* **Data for analysis**
==============================

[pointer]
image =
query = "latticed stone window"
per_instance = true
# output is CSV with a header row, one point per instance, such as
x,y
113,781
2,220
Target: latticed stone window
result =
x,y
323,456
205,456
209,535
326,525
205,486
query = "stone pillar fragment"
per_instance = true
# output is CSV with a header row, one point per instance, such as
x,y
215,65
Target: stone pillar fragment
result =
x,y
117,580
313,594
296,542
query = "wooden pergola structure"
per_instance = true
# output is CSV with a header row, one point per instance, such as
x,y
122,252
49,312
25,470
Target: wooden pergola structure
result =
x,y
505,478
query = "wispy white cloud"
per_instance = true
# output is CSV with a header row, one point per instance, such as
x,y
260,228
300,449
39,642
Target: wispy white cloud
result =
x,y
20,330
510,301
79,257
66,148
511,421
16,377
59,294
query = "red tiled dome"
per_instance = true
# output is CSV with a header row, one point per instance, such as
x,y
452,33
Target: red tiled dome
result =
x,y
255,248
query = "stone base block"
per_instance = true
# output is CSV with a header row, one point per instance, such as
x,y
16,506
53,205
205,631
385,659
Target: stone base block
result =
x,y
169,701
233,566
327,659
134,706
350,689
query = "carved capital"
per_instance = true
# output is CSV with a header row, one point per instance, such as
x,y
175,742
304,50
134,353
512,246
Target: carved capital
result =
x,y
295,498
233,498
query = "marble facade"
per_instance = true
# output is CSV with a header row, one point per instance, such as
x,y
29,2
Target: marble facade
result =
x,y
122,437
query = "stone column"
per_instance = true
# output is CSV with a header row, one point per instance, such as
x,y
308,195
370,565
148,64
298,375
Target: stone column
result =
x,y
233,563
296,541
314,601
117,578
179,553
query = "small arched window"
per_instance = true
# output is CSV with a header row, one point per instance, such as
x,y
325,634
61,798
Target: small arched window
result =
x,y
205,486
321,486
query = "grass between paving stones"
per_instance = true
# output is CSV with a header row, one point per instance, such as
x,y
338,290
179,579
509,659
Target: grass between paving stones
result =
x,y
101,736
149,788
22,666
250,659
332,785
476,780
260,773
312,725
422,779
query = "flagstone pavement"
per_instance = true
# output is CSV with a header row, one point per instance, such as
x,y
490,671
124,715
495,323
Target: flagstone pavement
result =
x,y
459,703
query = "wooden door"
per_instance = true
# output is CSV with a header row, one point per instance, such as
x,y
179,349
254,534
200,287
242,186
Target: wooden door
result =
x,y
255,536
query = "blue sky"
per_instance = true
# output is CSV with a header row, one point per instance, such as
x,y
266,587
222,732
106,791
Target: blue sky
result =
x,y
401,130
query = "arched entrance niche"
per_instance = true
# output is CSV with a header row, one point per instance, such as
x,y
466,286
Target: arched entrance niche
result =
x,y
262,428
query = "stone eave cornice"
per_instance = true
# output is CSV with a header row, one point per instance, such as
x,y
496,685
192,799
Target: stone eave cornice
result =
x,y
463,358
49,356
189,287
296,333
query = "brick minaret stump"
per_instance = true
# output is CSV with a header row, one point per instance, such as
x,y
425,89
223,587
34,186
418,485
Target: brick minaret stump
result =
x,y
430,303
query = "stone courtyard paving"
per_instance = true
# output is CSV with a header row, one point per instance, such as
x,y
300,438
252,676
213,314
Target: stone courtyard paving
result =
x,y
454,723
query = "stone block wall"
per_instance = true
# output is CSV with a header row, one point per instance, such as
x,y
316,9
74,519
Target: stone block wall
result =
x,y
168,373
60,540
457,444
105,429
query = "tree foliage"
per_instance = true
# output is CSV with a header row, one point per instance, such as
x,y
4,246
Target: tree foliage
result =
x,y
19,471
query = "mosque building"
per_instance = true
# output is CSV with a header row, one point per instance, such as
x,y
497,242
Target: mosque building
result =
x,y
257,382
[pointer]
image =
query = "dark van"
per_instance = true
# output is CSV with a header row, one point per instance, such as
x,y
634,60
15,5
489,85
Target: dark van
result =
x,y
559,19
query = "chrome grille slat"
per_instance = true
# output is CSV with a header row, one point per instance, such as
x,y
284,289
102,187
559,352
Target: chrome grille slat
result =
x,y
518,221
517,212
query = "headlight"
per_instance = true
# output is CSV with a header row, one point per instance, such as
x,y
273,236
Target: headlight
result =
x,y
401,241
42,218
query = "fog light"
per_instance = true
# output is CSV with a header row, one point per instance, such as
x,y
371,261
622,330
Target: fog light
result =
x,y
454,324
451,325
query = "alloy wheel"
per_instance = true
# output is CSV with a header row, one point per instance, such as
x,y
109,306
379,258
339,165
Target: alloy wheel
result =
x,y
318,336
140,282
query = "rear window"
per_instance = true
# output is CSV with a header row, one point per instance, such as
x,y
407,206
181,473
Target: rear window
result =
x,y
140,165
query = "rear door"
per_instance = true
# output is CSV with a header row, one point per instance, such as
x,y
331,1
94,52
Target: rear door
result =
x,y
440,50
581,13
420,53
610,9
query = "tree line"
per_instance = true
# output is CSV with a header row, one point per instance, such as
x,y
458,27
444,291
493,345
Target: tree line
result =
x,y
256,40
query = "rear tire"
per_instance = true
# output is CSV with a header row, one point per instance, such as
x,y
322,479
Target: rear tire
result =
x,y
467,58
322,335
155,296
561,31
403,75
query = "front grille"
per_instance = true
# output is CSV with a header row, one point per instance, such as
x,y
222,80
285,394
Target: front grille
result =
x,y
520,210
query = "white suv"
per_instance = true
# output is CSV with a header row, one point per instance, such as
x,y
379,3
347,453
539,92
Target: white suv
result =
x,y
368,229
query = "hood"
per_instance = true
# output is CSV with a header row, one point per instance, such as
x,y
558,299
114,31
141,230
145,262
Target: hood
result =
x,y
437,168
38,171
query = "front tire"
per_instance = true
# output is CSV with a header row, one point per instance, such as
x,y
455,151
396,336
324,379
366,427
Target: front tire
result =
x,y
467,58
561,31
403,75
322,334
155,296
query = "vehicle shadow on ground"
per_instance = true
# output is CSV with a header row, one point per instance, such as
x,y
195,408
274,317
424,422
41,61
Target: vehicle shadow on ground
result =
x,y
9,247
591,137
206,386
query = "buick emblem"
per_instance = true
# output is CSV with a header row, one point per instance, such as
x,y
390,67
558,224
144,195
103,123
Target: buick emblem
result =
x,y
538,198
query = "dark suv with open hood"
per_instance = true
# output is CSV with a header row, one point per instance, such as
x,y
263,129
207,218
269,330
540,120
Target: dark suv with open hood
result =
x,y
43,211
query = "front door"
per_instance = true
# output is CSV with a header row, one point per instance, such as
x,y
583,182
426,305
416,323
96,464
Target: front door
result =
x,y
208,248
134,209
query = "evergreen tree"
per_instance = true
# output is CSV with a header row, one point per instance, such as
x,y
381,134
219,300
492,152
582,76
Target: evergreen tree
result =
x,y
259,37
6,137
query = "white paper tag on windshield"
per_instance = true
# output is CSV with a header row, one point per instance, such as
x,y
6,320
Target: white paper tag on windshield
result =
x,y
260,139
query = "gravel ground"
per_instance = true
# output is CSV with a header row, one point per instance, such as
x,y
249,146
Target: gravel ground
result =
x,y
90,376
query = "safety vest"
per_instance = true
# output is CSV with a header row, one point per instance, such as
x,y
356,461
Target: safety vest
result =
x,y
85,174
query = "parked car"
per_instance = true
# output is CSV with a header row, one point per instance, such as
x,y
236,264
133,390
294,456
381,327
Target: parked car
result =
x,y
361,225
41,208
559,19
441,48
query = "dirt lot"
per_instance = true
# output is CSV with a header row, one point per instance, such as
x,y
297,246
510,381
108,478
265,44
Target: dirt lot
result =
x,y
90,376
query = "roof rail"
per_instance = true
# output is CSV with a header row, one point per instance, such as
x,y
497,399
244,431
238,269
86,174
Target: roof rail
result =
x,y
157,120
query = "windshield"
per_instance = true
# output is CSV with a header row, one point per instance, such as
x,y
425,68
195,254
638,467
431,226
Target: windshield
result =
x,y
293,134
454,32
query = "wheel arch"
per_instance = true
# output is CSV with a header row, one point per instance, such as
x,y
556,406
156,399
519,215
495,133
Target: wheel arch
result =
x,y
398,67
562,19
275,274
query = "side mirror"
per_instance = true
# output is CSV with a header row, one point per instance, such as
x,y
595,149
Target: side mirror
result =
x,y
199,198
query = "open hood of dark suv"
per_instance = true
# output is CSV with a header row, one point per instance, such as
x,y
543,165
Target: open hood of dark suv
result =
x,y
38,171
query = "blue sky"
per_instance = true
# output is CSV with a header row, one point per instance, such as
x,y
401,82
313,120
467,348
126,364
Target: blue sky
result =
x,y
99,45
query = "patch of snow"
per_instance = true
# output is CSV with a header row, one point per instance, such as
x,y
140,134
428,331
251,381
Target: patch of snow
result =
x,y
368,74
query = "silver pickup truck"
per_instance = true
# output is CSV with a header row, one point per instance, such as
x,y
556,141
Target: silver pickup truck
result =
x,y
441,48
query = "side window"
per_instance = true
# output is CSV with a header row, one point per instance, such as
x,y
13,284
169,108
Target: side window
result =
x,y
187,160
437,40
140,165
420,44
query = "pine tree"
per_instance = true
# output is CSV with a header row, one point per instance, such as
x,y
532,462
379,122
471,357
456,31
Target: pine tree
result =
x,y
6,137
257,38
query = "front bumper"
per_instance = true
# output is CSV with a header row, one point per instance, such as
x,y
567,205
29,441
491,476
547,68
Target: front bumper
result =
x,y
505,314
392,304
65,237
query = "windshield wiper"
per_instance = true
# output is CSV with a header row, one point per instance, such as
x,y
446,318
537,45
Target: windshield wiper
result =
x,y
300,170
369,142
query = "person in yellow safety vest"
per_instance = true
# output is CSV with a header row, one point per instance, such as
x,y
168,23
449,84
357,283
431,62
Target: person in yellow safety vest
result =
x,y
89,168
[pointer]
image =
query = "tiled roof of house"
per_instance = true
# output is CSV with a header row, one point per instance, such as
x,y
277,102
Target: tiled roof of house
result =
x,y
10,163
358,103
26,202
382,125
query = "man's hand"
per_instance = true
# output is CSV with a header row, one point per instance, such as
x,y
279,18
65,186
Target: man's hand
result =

==============================

* **Exercise objective**
Filter the material for the word "tire" and copy each matching line.

* **Response**
query = "rear tire"
Target: rear tire
query = "front tire"
Target: front tire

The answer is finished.